Selected extract.
+ + +
DEV Community

Cover image for OpenCV.js Without the Memory Leaks: Chainable Image Processing for Every JavaScript Runtime
Awal Ariansyah
Awal Ariansyah

Posted on

OpenCV.js Without the Memory Leaks: Chainable Image Processing for Every JavaScript Runtime

ppu-ocv cover

If you have ever used OpenCV.js in production, you already know the bug. A user uploads ten images in a row. The third one throws inside your blur step. Your mat.delete() line at the bottom of the function never runs. The WASM heap creeps up. By image six the tab is sluggish. By image nine it crashes. You add a try/finally. You forget one Mat in a helper function. The bug comes back.

OpenCV.js is the most capable image-processing toolkit in the browser. It is also a manual-memory C++ port wearing a thin JavaScript jacket. Every operation allocates one or more Mat objects on the WASM heap, and every Mat is yours to free. Miss one and you leak. Miss enough and you crash.

I maintain ppu-ocv, an open-source TypeScript wrapper that takes the memory tax off your plate, gives you a chainable pipeline, and ships four entry points so you can opt out of OpenCV entirely when your runtime cannot afford the 8 MB WASM blob. It powers the preprocessing path inside ppu-paddle-ocr and a handful of receipt and document pipelines in production.

The OpenCV.js memory tax

Memory tax comparison

Here is a four-step pipeline (grayscale, blur, threshold) in raw OpenCV.js:

const src = cv.imread(canvas);
const gray = new cv.Mat();
cv.cvtColor(src, gray, cv.COLOR_RGBA2GRAY);

const blurred = new cv.Mat();
cv.GaussianBlur(gray, blurred, new cv.Size(5, 5), 0);

const binary = new cv.Mat();
cv.threshold(blurred, binary, 127, 255, cv.THRESH_BINARY);

// you remember every one of these. always.
src.delete();
gray.delete();
blurred.delete();
binary.delete();
Enter fullscreen mode Exit fullscreen mode

Four operations, four Mat objects, four .delete() calls. Add a try/catch because the user might upload a corrupt JPEG and cv.threshold will throw. Now wrap every one of those delete() calls in finally. Add another operation. Realize you forgot to delete the new Mat. Wonder why memory grows in production but not in your test.

Same pipeline in ppu-ocv:

import { ImageProcessor } from "ppu-ocv";

await ImageProcessor.initRuntime();

const processor = new ImageProcessor(canvas);
processor
  .grayscale()
  .blur({ size: [5, 5] })
  .threshold();
const result = processor.toCanvas();
processor.destroy();
Enter fullscreen mode Exit fullscreen mode

One destroy() at the end. The pipeline owns every intermediate Mat and frees them when you tear it down. If an operation throws midway, the next destroy() still walks the same list. Adding .dilate() next month does not introduce a new Mat for you to track.

The chainable API is the visible win. The memory contract is the load-bearing one.
+ + +
Supplied data.
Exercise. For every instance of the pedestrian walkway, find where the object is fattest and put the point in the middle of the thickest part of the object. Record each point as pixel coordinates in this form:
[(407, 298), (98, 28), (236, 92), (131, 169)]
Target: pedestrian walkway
+ + +
Stated problem.
Copy, word for word, the passage of the OpenCV.js memory article from "await ImageProcessor.initRuntime();" up to and including "the load-bearing one.".

The reply.
await ImageProcessor.initRuntime();

const processor = new ImageProcessor(canvas);
processor
  .grayscale()
  .blur({ size: [5, 5] })
  .threshold();
const result = processor.toCanvas();
processor.destroy();
Enter fullscreen mode Exit fullscreen mode

One destroy() at the end. The pipeline owns every intermediate Mat and frees them when you tear it down. If an operation throws midway, the next destroy() still walks the same list. Adding .dilate() next month does not introduce a new Mat for you to track.

The chainable API is the visible win. The memory contract is the load-bearing one.